◆ **Listing**:

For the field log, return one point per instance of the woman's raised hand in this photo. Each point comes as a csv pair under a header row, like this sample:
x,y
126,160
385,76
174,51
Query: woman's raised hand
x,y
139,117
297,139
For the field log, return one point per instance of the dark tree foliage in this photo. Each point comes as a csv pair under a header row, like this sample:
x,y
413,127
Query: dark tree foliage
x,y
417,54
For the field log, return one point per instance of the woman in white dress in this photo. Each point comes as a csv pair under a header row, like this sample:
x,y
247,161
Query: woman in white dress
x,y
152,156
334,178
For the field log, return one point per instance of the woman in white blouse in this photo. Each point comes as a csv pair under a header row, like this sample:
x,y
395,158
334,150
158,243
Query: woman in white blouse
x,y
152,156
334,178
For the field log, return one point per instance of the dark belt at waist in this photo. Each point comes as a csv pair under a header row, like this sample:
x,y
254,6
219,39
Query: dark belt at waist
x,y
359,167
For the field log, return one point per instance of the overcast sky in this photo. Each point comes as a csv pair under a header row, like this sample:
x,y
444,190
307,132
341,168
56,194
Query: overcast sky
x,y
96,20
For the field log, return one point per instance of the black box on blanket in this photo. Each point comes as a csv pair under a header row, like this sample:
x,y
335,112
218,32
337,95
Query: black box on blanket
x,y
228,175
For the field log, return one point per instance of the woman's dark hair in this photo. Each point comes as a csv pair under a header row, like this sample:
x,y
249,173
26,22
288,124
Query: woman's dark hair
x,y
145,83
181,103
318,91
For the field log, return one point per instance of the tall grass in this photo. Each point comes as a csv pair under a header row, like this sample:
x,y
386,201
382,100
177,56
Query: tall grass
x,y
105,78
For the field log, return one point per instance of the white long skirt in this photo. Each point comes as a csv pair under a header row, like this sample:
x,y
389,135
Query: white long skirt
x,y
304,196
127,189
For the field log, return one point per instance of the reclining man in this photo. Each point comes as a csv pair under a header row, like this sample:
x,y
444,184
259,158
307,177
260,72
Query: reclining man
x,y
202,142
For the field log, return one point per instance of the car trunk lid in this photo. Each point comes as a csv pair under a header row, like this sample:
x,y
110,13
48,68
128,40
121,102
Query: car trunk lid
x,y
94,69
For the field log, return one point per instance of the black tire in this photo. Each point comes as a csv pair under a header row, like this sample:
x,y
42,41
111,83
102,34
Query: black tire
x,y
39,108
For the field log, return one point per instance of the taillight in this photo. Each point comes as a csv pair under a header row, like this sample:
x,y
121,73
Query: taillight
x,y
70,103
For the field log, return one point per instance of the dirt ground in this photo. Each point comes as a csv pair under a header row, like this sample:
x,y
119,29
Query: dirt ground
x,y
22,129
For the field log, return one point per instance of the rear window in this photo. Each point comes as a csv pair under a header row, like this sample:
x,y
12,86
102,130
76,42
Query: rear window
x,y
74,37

◆ **Goal of the exercise**: Render all of the data above as a JSON array of strings, one string per line, leaving out any blank lines.

◆ **Solution for this problem**:
[
  "For the field log, return one point per instance of the woman's raised hand in this photo. Each point comes as a csv pair under a header row, like this sample:",
  "x,y",
  "126,160",
  "385,76",
  "174,51",
  "Query: woman's raised hand",
  "x,y",
  "139,117",
  "297,139",
  "For the field log, return one point per instance of the dark tree foliage in this photo. Each point comes as a csv pair under a header row, like this sample:",
  "x,y",
  "413,127",
  "Query: dark tree foliage",
  "x,y",
  "417,54",
  "For the field log, return one point per instance of the woman in white dress in this photo. Each point comes as a csv pair under a header row, like this sample:",
  "x,y",
  "247,161",
  "Query: woman in white dress",
  "x,y",
  "152,156",
  "334,178",
  "For the field log, return one point per instance of the woman in white blouse in this photo. Each point comes as a csv pair under a header row, like this sample:",
  "x,y",
  "395,158",
  "334,150",
  "158,243",
  "Query: woman in white blouse",
  "x,y",
  "152,156",
  "334,178",
  "For the field log, return one point per instance of the dark belt at waist in this photo. Each point comes as a csv pair under a header row, like this sample:",
  "x,y",
  "254,6",
  "219,39",
  "Query: dark belt at waist",
  "x,y",
  "359,167",
  "For the field log, return one point per instance of the overcast sky in this photo. Each point comes as a csv pair under a header row, like this sample:",
  "x,y",
  "444,190",
  "307,132",
  "341,168",
  "56,194",
  "Query: overcast sky",
  "x,y",
  "96,20",
  "For the field log, return one point per instance of the black box on blanket in this photo. Each point comes as a csv pair under a header row, like this sample:",
  "x,y",
  "335,112",
  "218,32",
  "337,95",
  "Query: black box on blanket",
  "x,y",
  "228,175",
  "For the field log, return one point per instance of the woman's dark hair in this photo. Each point comes as a csv pair under a header row, like this sample:",
  "x,y",
  "249,173",
  "26,22",
  "288,124",
  "Query: woman's dark hair",
  "x,y",
  "145,83",
  "181,103",
  "318,91",
  "For the field log, return one point per instance of the tall grass in this photo. Each point comes as a csv pair under a header row, like this sample:",
  "x,y",
  "386,201",
  "382,100",
  "177,56",
  "Query: tall grass",
  "x,y",
  "105,78",
  "For the field log, return one point per instance of the white long skirt in this photo. Each point comes as a csv pair under a header row, like this sample:",
  "x,y",
  "389,135",
  "Query: white long skirt",
  "x,y",
  "304,196",
  "127,189",
  "For the field log, return one point per instance of the reclining man in this photo. Each point comes as a csv pair under a header row, like this sample:",
  "x,y",
  "444,184",
  "259,158",
  "307,177",
  "260,72",
  "Query: reclining man",
  "x,y",
  "202,142",
  "For the field log, return one point per instance of the car trunk lid in this photo. Each point comes as a csv pair under a header row, like this sample:",
  "x,y",
  "110,13",
  "48,68",
  "128,40",
  "121,102",
  "Query: car trunk lid",
  "x,y",
  "94,69",
  "For the field log, return one point per instance of the black tire in this photo. Each point comes as a csv pair under a header row, like this sample:",
  "x,y",
  "42,41",
  "111,83",
  "102,34",
  "Query: black tire",
  "x,y",
  "39,108",
  "For the field log, return one point per instance of the taillight in this photo. Each point comes as a csv pair under a header row, like this sample:",
  "x,y",
  "121,73",
  "Query: taillight",
  "x,y",
  "70,103",
  "For the field log, return one point per instance of the dirt ground in this photo. Each point comes as a csv pair under a header row, like this sample:",
  "x,y",
  "119,29",
  "Query: dirt ground",
  "x,y",
  "22,129",
  "For the field log, return one point per instance of the rear window in this photo. Each point comes as a csv pair under a header row, like this sample:",
  "x,y",
  "12,86",
  "102,130",
  "76,42",
  "Query: rear window",
  "x,y",
  "74,37"
]